* _GIVEN RECORDS_:
(begin)
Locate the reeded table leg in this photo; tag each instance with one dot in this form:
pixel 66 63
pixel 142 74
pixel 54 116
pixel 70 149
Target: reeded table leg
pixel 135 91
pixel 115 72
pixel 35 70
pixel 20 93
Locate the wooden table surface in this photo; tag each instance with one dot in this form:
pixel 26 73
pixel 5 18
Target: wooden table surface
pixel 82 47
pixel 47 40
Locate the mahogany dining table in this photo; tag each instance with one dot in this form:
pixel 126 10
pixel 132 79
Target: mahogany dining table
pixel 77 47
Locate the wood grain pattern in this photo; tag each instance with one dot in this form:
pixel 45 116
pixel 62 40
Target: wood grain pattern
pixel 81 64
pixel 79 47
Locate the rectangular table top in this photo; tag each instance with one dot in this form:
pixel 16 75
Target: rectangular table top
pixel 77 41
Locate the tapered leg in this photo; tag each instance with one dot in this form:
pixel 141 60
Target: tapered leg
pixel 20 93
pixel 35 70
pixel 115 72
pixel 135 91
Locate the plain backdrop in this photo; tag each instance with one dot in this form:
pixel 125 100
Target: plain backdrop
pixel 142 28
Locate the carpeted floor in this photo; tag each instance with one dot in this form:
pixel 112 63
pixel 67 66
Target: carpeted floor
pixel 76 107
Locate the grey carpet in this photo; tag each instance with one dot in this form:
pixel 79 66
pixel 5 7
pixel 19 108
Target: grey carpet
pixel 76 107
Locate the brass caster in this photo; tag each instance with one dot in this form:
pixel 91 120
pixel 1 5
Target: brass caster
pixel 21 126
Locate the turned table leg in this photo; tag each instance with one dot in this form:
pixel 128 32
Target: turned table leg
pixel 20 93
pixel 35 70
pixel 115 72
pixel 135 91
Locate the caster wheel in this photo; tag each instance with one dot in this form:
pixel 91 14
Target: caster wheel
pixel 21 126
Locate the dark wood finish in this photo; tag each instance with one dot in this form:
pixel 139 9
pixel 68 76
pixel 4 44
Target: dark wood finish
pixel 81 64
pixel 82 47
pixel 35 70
(end)
(begin)
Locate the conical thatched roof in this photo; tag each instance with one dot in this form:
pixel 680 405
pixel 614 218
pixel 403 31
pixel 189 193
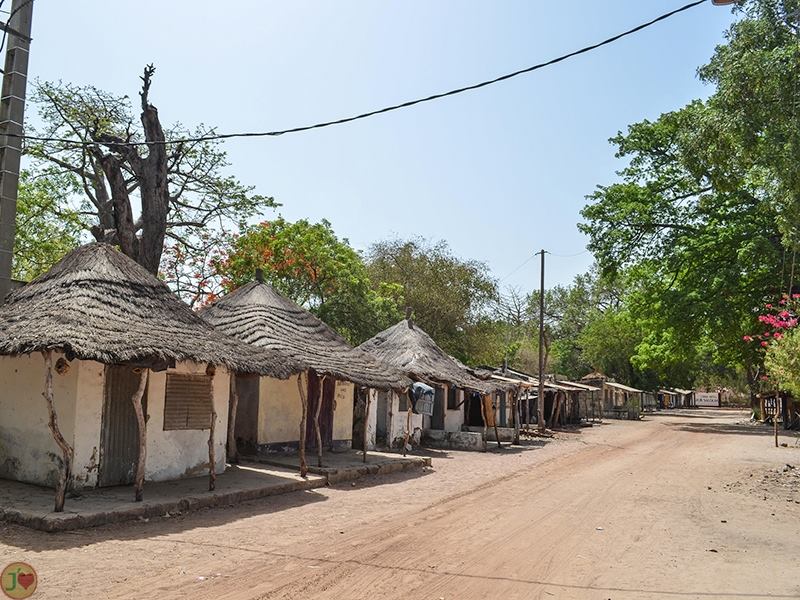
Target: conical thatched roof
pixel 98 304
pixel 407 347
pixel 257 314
(end)
* _CHALLENGE_: State how many lines of the entries above include the word "roof" and reply with that number alone.

* _FINISHED TASK_: 2